● SELECTED TEXT
— BEGIN —

Brendan Cummins

Personal information
- Native name: Breandán Ó Coimín (Irish)
- Born: 5 September 1950 (age 75) Ballinlough, Cork, Ireland
- Occupation: Business owner
- Height: 6 ft 1 in (185 cm)

Sport
- Sport: Hurling
- Position: Centre-forward

Clubs
- Years: Club
- 1968-1978 1968-1981: Blackrock St. Michael's

Club titles
- Cork titles: 4
- Munster titles: 4
- All-Ireland Titles: 2

Inter-county
- Years: County / Apps (scores)
- 1971-1976: Cork / 3 (0-00)

Inter-county titles
- Munster titles: 2
- All-Irelands: 1
- NHL: 2
- All Stars: 0

= Brendan Cummins (Cork hurler) =

Irish hurler

William Brendan Cummins (born 5 September 1950) is an Irish former hurler and Gaelic footballer. At club level he played with Blackrock and St. Michael's and was also a member of the Cork senior hurling team.

==Early life==

Born and raised in Ballinlough, Cork, Cummins's family had a long association with Gaelic games. His granduncle, Willie "Bowler" Walsh, played for the Cork senior hurling team in the All-Ireland finals of 1912 and 1915 and later filled various roles with the Cork County Board. His father, Willie Cummins, won National League titles with Cork in 1939 and 1940. His brother, Kevin Cummins, captained the Cork minor hurling team to the All-Ireland title in 1964. Another brother, Ray Cummins, is regarded as one of the all-time greats of the game and captained the Cork senior team to the All-Ireland title in 1976. Cummins first played as a schoolboy in various juvenile competitions at Ballinlough National School before later lining out as a dual player at Coláiste Chríost Rí. He was part of the school's senior teams in both codes and captured a Harty Cup-Corn Uí Mhuirí double in 1968 before later winning the Hogan Cup.

— END —

● DATA ROWS
— BEGIN —

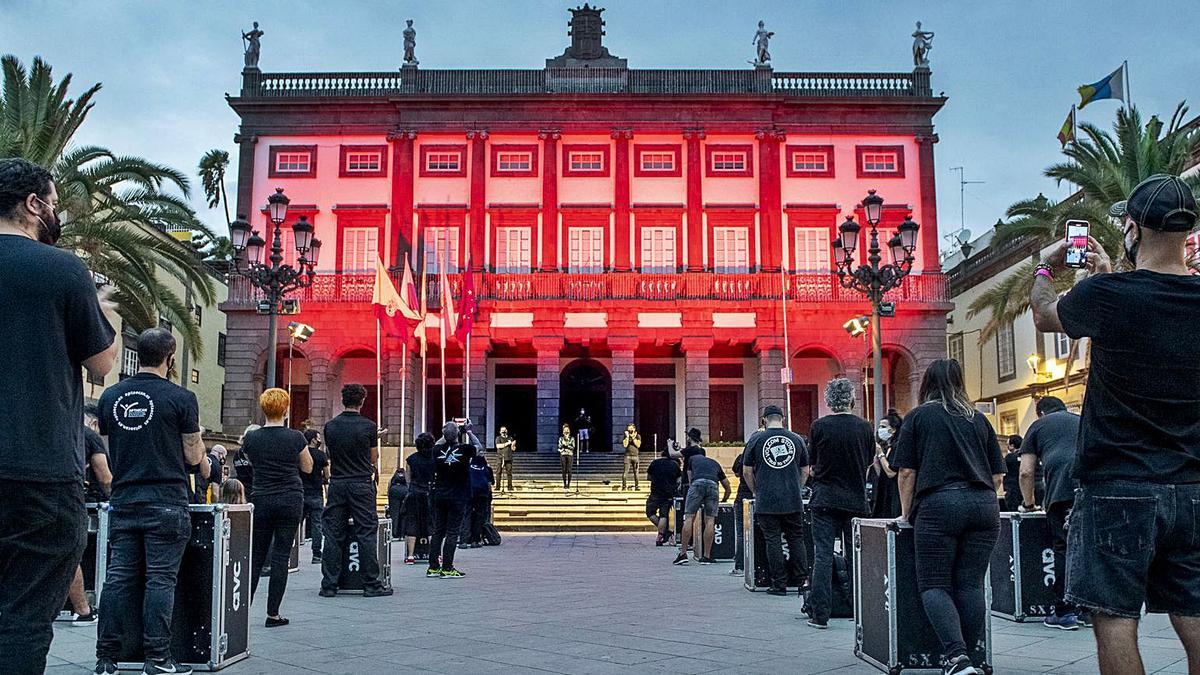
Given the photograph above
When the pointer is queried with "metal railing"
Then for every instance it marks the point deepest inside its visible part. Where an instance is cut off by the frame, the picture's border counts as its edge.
(257, 84)
(502, 288)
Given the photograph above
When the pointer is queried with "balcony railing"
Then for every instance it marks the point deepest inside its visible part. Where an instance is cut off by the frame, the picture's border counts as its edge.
(583, 81)
(501, 288)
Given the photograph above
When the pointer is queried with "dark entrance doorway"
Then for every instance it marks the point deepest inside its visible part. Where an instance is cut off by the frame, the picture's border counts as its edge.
(586, 384)
(804, 408)
(654, 414)
(516, 407)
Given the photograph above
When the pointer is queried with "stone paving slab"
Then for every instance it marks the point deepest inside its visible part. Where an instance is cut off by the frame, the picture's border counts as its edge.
(586, 604)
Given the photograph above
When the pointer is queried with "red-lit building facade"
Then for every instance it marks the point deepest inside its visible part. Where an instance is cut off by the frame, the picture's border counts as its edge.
(630, 233)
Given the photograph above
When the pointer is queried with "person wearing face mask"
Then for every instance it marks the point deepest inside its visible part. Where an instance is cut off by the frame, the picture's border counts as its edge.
(1133, 531)
(55, 326)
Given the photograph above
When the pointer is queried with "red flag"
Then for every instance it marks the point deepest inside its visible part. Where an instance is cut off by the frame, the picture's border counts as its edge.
(467, 306)
(388, 304)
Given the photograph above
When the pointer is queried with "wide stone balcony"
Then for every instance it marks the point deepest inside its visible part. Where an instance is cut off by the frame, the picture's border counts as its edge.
(552, 286)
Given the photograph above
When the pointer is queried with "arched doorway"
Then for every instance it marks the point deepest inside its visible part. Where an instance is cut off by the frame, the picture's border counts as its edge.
(587, 384)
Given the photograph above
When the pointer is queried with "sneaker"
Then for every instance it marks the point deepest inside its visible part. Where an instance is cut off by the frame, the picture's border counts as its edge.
(165, 667)
(960, 665)
(1065, 622)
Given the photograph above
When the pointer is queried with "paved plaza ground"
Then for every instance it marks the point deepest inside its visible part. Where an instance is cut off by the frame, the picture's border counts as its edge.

— END —

● OBJECTIVE
Continue the article on the Cork hurler Brendan Cummins, starting right after its last sentence.

● OUTPUT FOR THIS TASK
==Club career==

Cummins began his juvenile and underage career as a hurler with Blackrock while also played Gaelic football with sister club St. Michael's. It was with the latter team that he enjoyed his first major success by winning the Cork MFC title as a 14-year old in 1965. He later won three successive Cork MHC titles with Blackrock.

By 1968, Cummins had joined both clubs' top adult teams and was part of the St. Michael's side that won the Cork IFC title a year later. He enjoyed his first success with the Blackrock senior hurling team when the club made a clean sweep of Cork SHC and Munster Club Championship in 1971, before later lining out at corner-forward when Blackrock beat Rathnure in the 1972 All-Ireland club final. Cummins won a second All-Ireland club medal two years later when Blackrock once again beat Rathnure in the 1974 All-Ireland club final.

After losing the 1974 Cork SHC final to St. Finbarr's, Cummins claimed a third winners' medal in 1975. He was later a substitute when Blackrock won the Munster Club Championship and lost the 1976 All-Ireland club final to James Stephens. Cummins was also a member of the St. Michael's football team that lost three consecutive Cork SFC finals in 1976, 1977 and 1978. He was again an unused substitute for Blackrock's successful 1978-79 season.

==Inter-county career==

Cummins began a two-year association with the Cork minor hurling team as a substitute on the 1967 All-Ireland MHC title-winning team. He earned a place on the starting fifteen as a dual player the following year and, after losing the 1968 All-Ireland MHC final to Wexford, he was at corner-forward on the minor football team that beat Sligo in the 1968 All-Ireland MFC final. Cummins continued his dual status when he was drafted onto both Cork's under-21 hurling and football teams in 1969. During his three seasons as an under-21 hurler he never lost a championship game as Cork won three consecutive All-Ireland U21HC titles in 1969, 1970 and 1971. Cummins also won an All-Ireland U21FC medal as a substitute when Cork beat Fermanagh in the 1970 All-Ireland U21 final.

Cummins earned a call-up to the Cork senior hurling team during their successful 1971-72 National League campaign. He was listed amongst the substitutes for Cork's opening games in the 1972 Munster SHC but was dropped from the panel of 20 players for the Munster final defeat of Clare and the All-Ireland final defeat by Kilkenny.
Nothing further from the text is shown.